◆ **Exercise objective**
Please put the material from the line with "Indicate each instance of the white wall in" to the line with "[(212, 349)]", both included, into a Markdown table with the columns Row and Line. Give each line its own numbered row and leave out blank lines.

* Start Provided material *

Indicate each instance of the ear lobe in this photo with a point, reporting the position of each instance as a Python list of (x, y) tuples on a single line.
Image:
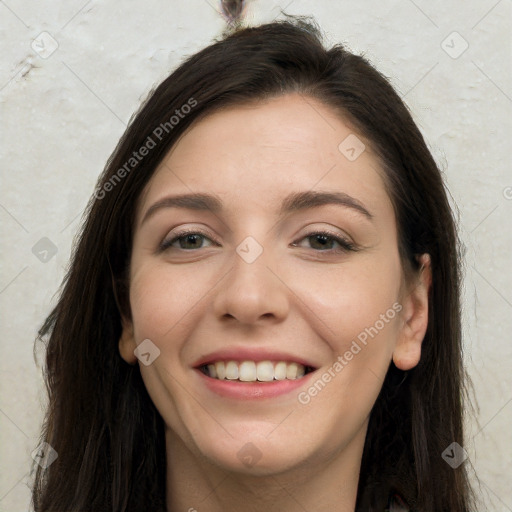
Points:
[(407, 351), (127, 343)]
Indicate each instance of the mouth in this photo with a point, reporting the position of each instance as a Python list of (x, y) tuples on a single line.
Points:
[(255, 371)]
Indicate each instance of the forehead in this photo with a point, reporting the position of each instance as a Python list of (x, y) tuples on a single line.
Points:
[(254, 155)]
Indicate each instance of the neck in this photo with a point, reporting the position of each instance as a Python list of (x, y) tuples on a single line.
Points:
[(196, 485)]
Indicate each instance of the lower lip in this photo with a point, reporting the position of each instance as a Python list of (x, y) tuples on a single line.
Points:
[(253, 390)]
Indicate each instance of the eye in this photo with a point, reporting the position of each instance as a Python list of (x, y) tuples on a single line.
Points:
[(323, 239), (189, 240)]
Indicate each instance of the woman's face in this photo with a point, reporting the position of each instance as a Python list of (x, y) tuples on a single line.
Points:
[(254, 292)]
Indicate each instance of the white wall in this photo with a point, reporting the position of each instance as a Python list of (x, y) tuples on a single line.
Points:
[(62, 116)]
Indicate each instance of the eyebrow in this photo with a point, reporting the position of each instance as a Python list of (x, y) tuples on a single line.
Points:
[(296, 201)]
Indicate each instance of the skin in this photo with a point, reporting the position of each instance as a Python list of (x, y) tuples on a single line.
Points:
[(303, 299)]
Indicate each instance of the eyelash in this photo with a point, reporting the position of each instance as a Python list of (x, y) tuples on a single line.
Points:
[(345, 244)]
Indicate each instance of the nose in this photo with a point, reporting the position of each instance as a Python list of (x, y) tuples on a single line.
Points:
[(252, 291)]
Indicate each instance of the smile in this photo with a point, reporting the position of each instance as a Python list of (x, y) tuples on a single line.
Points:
[(252, 371)]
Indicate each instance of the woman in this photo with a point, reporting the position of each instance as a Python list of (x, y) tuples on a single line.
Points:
[(212, 349)]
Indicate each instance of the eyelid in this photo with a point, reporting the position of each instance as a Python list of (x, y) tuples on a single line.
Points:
[(345, 242)]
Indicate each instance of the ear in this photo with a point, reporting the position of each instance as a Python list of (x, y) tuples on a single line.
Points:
[(127, 343), (407, 351)]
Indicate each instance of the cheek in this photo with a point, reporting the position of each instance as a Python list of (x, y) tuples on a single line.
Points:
[(351, 301), (164, 299)]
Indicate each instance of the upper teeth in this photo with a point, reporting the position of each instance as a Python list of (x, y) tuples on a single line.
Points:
[(250, 371)]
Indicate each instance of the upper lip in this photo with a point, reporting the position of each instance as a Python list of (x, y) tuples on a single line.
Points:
[(250, 354)]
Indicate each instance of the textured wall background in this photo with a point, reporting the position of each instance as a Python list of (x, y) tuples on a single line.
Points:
[(73, 73)]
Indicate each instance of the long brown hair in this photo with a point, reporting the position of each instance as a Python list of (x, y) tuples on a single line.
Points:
[(107, 433)]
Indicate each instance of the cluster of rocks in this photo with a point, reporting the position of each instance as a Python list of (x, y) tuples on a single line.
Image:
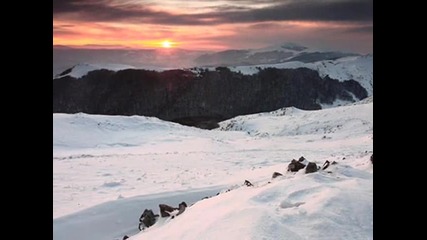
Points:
[(302, 163)]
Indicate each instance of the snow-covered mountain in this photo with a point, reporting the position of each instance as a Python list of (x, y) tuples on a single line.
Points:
[(269, 55), (82, 69), (358, 68), (108, 169)]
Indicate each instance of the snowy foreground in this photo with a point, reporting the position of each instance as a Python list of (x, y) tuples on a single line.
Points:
[(108, 169)]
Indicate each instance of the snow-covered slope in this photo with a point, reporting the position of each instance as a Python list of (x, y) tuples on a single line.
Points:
[(82, 69), (108, 169), (358, 68)]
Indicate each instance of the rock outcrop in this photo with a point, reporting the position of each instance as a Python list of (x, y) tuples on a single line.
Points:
[(198, 99)]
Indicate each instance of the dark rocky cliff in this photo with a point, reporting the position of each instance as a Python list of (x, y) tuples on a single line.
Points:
[(197, 99)]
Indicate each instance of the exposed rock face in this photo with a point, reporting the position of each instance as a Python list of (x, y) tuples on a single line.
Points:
[(311, 167), (276, 174), (295, 166), (198, 99)]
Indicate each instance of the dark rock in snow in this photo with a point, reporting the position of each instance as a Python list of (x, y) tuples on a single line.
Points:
[(325, 165), (295, 166), (198, 99), (276, 174), (247, 183), (311, 167)]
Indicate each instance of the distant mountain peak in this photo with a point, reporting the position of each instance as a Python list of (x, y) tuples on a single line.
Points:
[(293, 46)]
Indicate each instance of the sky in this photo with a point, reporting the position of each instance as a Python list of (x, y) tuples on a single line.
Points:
[(108, 169), (345, 25)]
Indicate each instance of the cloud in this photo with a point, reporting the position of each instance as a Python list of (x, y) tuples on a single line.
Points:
[(290, 10)]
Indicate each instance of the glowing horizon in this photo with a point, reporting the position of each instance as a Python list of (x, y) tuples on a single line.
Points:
[(213, 25)]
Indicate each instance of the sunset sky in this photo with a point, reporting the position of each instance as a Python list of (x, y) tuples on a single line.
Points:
[(213, 24)]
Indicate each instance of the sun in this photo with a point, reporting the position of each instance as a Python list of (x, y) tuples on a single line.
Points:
[(166, 44)]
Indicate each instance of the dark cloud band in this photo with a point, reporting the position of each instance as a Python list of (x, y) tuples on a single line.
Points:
[(302, 10)]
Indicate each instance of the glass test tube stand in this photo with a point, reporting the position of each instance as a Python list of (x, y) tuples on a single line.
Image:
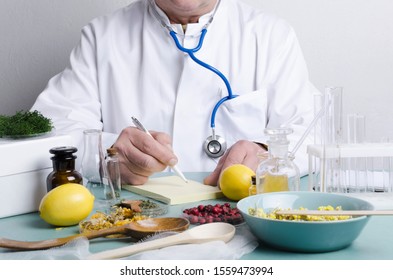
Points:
[(346, 166)]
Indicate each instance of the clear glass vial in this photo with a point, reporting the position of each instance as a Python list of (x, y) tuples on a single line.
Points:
[(277, 172), (95, 172), (112, 163)]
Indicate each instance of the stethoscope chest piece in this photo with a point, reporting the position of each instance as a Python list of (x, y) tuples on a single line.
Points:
[(215, 146)]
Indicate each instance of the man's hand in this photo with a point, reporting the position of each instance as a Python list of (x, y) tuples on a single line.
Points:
[(244, 152), (141, 155)]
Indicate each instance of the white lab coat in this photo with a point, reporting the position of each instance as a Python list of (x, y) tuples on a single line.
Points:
[(126, 64)]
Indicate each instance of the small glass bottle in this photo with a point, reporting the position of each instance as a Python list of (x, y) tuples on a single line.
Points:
[(112, 163), (277, 172), (64, 171)]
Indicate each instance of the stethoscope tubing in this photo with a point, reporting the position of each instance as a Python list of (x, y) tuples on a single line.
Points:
[(191, 52)]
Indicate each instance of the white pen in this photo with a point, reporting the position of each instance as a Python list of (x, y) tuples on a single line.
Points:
[(140, 126)]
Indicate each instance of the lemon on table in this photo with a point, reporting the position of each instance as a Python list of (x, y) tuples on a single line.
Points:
[(235, 181), (66, 205)]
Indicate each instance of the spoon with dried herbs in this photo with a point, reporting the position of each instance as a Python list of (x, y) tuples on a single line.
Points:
[(138, 230)]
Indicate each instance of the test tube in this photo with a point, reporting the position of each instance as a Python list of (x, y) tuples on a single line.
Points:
[(356, 165)]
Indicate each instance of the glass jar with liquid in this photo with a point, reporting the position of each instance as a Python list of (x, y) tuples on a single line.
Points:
[(63, 162), (278, 172)]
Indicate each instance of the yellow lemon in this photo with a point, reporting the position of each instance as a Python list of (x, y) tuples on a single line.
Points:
[(66, 205), (235, 181)]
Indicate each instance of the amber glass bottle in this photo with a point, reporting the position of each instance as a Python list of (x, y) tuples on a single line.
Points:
[(64, 171)]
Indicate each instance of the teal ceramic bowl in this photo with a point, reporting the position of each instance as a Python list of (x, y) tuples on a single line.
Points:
[(304, 236)]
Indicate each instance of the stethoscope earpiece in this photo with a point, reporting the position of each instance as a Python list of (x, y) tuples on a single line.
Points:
[(215, 146)]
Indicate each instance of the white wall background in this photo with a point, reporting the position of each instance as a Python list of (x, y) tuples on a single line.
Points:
[(346, 43)]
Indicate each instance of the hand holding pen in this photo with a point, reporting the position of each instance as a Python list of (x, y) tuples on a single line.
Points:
[(140, 126), (141, 156)]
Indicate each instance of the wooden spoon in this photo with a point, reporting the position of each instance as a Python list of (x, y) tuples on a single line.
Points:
[(196, 235), (138, 230), (335, 212)]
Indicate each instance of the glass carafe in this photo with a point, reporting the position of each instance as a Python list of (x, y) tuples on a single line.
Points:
[(94, 170), (277, 172)]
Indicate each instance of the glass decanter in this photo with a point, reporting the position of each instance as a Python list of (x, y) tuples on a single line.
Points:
[(277, 172), (94, 170)]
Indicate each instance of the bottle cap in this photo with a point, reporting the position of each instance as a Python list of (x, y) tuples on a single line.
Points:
[(63, 152), (112, 151)]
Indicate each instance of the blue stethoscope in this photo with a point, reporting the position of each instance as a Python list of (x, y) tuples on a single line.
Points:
[(215, 145)]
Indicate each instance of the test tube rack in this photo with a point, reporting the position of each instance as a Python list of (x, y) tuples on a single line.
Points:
[(351, 168)]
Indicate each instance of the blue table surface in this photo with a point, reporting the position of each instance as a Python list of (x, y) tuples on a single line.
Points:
[(375, 241)]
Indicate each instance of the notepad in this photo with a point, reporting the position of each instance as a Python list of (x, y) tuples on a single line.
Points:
[(173, 190)]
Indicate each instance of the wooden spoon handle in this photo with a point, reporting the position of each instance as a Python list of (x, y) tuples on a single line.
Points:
[(45, 244), (181, 238), (336, 212)]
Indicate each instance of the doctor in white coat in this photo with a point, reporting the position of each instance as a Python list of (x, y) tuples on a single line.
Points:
[(127, 64)]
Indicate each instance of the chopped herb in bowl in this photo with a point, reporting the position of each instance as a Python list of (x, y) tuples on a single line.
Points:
[(24, 124)]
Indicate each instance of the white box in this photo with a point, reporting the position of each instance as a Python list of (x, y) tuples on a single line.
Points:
[(24, 166)]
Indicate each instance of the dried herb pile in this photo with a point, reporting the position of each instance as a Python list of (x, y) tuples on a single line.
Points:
[(24, 124)]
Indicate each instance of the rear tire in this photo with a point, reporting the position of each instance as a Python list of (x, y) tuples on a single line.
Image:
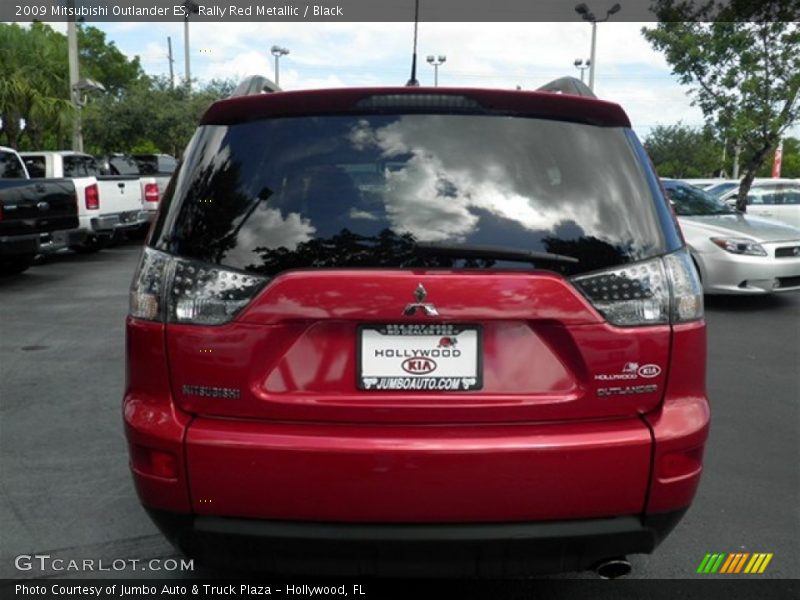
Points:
[(14, 265)]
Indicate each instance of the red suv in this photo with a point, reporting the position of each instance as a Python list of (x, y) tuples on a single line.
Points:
[(410, 330)]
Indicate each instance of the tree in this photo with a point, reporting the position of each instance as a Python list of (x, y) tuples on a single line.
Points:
[(681, 151), (149, 116), (33, 89), (34, 81), (744, 70)]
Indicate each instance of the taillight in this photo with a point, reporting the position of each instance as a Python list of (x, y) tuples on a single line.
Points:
[(92, 197), (656, 291), (177, 290), (151, 192)]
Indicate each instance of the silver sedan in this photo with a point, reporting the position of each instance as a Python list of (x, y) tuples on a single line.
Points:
[(735, 253)]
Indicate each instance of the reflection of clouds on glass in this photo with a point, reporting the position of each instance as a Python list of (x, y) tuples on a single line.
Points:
[(267, 228), (362, 214), (545, 174), (418, 203)]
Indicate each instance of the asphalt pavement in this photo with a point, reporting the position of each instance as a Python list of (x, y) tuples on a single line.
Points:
[(64, 483)]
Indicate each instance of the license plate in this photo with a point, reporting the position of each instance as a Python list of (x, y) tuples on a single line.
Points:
[(419, 357)]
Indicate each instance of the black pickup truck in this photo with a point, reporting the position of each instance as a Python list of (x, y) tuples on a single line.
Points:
[(28, 209)]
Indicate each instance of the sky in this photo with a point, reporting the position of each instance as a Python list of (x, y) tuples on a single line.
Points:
[(505, 55)]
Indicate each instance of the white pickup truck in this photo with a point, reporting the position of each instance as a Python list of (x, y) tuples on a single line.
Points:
[(152, 183), (108, 204)]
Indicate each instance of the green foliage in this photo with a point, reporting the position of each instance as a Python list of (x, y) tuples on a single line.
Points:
[(32, 87), (743, 69), (34, 81), (148, 114), (681, 151), (137, 114), (790, 164)]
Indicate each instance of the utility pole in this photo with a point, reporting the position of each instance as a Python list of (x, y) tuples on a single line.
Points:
[(436, 63), (171, 61), (74, 76), (187, 66), (589, 16), (277, 52), (189, 7), (737, 149)]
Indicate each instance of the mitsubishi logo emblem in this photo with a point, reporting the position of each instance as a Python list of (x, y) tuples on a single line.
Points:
[(426, 308)]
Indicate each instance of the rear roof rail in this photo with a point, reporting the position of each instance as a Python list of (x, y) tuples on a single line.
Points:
[(568, 85), (255, 84)]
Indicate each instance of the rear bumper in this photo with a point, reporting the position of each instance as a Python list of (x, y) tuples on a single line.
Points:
[(56, 240), (148, 216), (488, 550), (107, 223), (750, 275)]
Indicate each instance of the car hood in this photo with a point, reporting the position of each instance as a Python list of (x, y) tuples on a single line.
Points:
[(739, 225)]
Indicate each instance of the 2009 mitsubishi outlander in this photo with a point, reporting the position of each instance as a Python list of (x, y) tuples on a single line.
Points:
[(412, 330)]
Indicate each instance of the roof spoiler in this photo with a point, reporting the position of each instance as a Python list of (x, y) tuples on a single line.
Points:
[(568, 85), (255, 84)]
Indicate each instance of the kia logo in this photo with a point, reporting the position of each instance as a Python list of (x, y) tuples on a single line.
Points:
[(649, 371), (419, 366)]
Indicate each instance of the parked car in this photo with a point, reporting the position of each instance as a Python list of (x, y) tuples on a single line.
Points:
[(487, 356), (112, 204), (160, 166), (30, 209), (735, 253), (777, 199), (149, 184), (703, 184), (724, 186)]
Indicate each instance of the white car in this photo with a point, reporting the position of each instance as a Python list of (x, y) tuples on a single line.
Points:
[(777, 199), (735, 253), (109, 204)]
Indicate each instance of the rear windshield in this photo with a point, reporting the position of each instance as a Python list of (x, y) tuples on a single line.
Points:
[(80, 166), (154, 164), (368, 191), (10, 166), (689, 201), (118, 165)]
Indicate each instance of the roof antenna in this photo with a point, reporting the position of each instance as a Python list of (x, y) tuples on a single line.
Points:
[(413, 81)]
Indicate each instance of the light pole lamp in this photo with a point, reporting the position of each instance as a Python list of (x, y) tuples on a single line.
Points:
[(80, 90), (589, 16), (582, 64), (189, 7), (277, 52), (436, 62)]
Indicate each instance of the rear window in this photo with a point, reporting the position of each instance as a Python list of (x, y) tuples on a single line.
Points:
[(10, 166), (367, 191), (155, 164), (80, 166)]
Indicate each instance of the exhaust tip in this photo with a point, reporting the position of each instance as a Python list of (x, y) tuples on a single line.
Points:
[(613, 568)]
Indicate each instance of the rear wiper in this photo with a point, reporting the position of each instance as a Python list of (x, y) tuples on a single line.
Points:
[(493, 252)]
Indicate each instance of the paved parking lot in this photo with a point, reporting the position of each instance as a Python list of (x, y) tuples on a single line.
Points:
[(65, 488)]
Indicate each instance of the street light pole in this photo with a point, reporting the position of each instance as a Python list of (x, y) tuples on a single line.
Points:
[(436, 62), (189, 7), (74, 75), (277, 52), (588, 15), (582, 65), (592, 55)]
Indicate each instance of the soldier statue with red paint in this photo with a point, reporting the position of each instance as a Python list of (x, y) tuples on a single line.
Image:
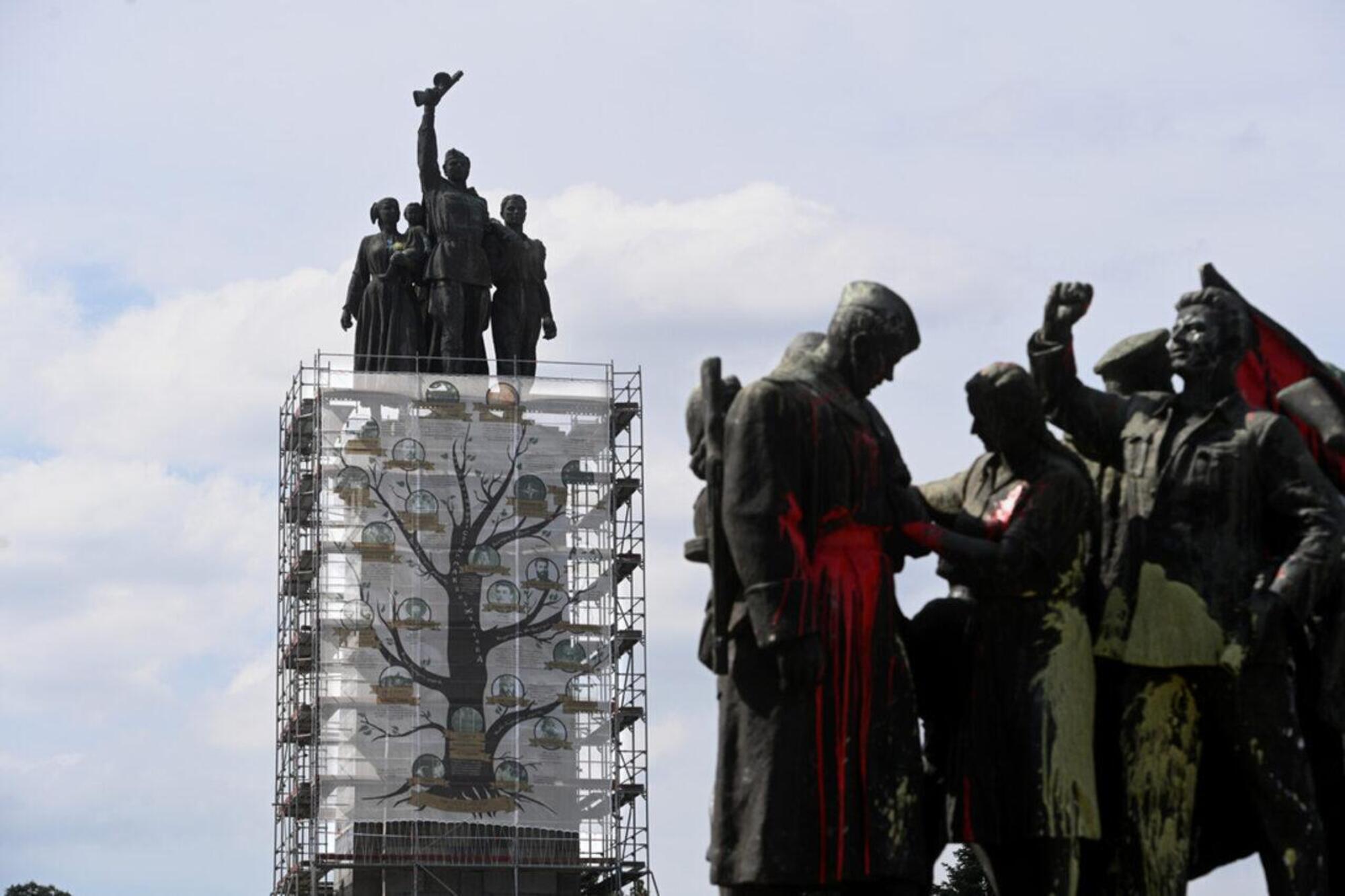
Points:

* End Provided material *

◆ **Complete answer**
| Row | Line |
|---|---|
| 1 | Indicate each instance of the white wall in this photo with a point, reporting the position of each instance as a Python list of (x, y) tuples on a single line. |
| 2 | Points: |
| 3 | [(62, 116)] |
| 4 | Indicate each instance of the eyebrow in this photo with a point, reporting the position of each instance as a Python list of (x, y) tuples on a single line. |
| 5 | Points: |
| 6 | [(296, 201)] |
| 7 | Indicate each instance of the skin in this photo with a point, reporting the position of each instance as a Python list of (x, y) tuples on a single line. |
| 8 | Points: |
| 9 | [(303, 299)] |
| 10 | Indicate each instance of the eyelash in this photo with a point, reporting the position of each instance as a Python list of (x, y) tuples on a single line. |
| 11 | Points: |
| 12 | [(345, 244)] |
| 13 | Indicate each instance of the nose in this photo with a point, reporting the position of each instance as a Python list of (x, y) tuples on a single line. |
| 14 | Points: |
| 15 | [(252, 291)] |
| 16 | Indicate each instance of the smile in this photo with a point, reporting the position of each instance as a Python list of (x, y) tuples on a single line. |
| 17 | Points: |
| 18 | [(252, 371)] |
| 19 | Indicate each instance of the woman in this photo with a point, reporting the position of each instance as a Python list of (x, y) tuples on a single line. |
| 20 | Points: |
| 21 | [(212, 349)] |